Задания к упражнению ::
**a.** Перескажите короче абзац отрывка о картинах Коста, начинающийся словами «Рецензент „Терских ведомостей“ аккуратно изложил», и сохраните его основные факты.
**b.** Продолжите отрывок о картинах Коста с того места, на котором он заканчивается.

Отрывок со страницы ::
○ ○ ○ ○

Говоря о живописи Коста, нельзя не упомянуть его картину «Святая равноапостольная Нина, просветительница Грузии», которая, к сожалению, не дошла до нас. Рассуждать о ней мы вправе лишь со слов современников. Другая картина на религиозную тему – «Скорбящий ангел» – дошла до нас. Глядя на нее, мы еще раз убеждаемся, что Коста находился под влиянием Карраччи и Караваджо. Вот, что писала газета «Терские ведомости» в 23-м номере от 18 марта 1888 года: «Посреди полотна в натуральную величину изображен ангел в белом, почти прозрачном одеянии, перепоясанном в талии, голова его откинута назад, и на левой щеке застыла слеза. Кисть правой руки, как бы заслоняя свет, покоится на челе, образуя над глазами глубокую тень. Левая совершенно обнаженная рука опирается на перекладину деревянного креста, на самом верху которого прибит терновый венец, а посреди его помещен лист пергамента с четырьмя буквами: «INRI». В художественном отношении картина отмечается мягкостью тонов, правильностью освещения и, особенно, нежностью тела… Выражение скорби на лице ангела так естественно, что заглавия излишни. Особенное внимание на себя обращает левая слегка согнутая в локте и сильно отделившаяся от креста рука. Она как живая и положительно всех приводит в восторг».

Рецензент «Терских ведомостей» аккуратно изложил композицию «Скорбящего ангела», не преминув отметить, что перед ним едва ли не копия картины Ланделя. Впрочем, автор забыл добавить – копия какой именно картины. В энциклопедическом словаре Брокгауза и Эфрона читаем, что Шарль Ландель был учеником Пьера Делароша, родился в 1821 году. Писал картины на историческую тематику, а также женские портреты, имеющие характер кокетливого, пикантного жанра. В религиозных картинах стремился к благородству композиции и глубине выражения, однако выходило слишком сентиментально и утрировано. Справедливости ради заметим, что Ландель был хорошим рисовальщиком, картины его вылощены, внешне броски, очень напоминают работы прерафаэлитов. Живописных полотен на религиозную тематику у Коста крайне мало. А копировать второсортных портретистов, рисующих в стиле прерафаэлитов, автору «Тутти» и «Каменщиков» вовсе нет никакого смысла. Уж лучше Рембрандта или Босха, которые гораздо ближе ему по духу, а картины их лишены лоска.

○ ○ ○ ○

Записи данных ::
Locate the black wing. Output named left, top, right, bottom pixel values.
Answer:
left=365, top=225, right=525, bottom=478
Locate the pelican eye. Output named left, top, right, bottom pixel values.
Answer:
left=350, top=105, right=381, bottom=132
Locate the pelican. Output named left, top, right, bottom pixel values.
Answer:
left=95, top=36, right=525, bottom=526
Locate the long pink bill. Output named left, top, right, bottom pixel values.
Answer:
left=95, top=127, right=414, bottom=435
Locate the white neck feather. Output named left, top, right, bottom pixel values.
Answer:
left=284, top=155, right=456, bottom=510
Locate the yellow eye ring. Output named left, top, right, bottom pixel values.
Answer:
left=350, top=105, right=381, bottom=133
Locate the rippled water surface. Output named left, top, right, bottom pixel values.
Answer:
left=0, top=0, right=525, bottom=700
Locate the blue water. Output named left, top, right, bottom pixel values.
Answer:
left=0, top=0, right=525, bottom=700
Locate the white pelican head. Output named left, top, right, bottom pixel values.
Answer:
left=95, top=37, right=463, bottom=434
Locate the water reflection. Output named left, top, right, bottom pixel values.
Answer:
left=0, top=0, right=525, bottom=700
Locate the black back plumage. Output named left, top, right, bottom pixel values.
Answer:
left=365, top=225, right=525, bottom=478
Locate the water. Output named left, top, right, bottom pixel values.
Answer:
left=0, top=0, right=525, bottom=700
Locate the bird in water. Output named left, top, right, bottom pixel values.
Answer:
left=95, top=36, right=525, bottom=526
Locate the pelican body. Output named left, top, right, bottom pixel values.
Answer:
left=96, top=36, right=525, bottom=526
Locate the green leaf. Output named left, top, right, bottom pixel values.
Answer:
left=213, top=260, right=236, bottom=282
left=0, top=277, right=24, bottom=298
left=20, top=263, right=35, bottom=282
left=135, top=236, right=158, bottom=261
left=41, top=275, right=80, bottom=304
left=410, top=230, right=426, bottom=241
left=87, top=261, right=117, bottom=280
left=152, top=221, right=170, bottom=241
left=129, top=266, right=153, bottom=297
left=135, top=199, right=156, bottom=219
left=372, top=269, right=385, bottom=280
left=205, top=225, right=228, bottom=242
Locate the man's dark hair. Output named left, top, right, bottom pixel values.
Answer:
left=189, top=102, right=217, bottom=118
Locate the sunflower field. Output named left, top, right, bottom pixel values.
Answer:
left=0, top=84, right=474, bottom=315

○ ○ ○ ○

Ответы к упражнению ::
**a.** Рецензент «Терских ведомостей» описал композицию «Скорбящего ангела» и заметил, что картина почти копирует работу Ланделя, но не уточнил, какую именно. По словарю Брокгауза и Эфрона, Шарль Ландель родился в 1821 году и учился у Пьера Делароша. Он писал исторические картины и кокетливые женские портреты. В религиозных работах он добивался благородства композиции и глубины выражения, но выходило слишком сентиментально и утрированно. При этом он хорошо рисовал, а его вылощенные, броские картины напоминают прерафаэлитов. Религиозных полотен у Коста крайне мало, и автору «Тутти» и «Каменщиков» незачем копировать второсортных портретистов. Ему по духу гораздо ближе Рембрандт или Босх, чьи картины лишены лоска.

**b.**
Однако вернемся к «Скорбящему ангелу». Фактура картины, ее композиция не выдерживают канонического стиля. Коста словно нарочно нарушил законы жанра. И это немудрено – религиозный аспект его интересует меньше всего. Фигура ангела, стоящая перед крестом вполоборота, вовсе не характерный для подобных сюжетов жест обнаженной руки, затеняющей часть лица, акцентирует внимание зрителя на прекрасно выписанном деревянном кресте и висящем на нем терновом венце. В сущности, картина построена на контрасте: с одной стороны ангел с ярким сиянием вокруг головы, полная жизни и чувственности обнаженная левая рука и заслоняемые правой ладонью исполненные скорби глаза; и с другой стороны – массивный деревянный крест с терновым венцом. Да, глаза ангела затенены, но даже тень не может укрыть от нас вполне земной страсти. Перед нами вовсе не ангел, а простая горянка, даром что крылья за спиной.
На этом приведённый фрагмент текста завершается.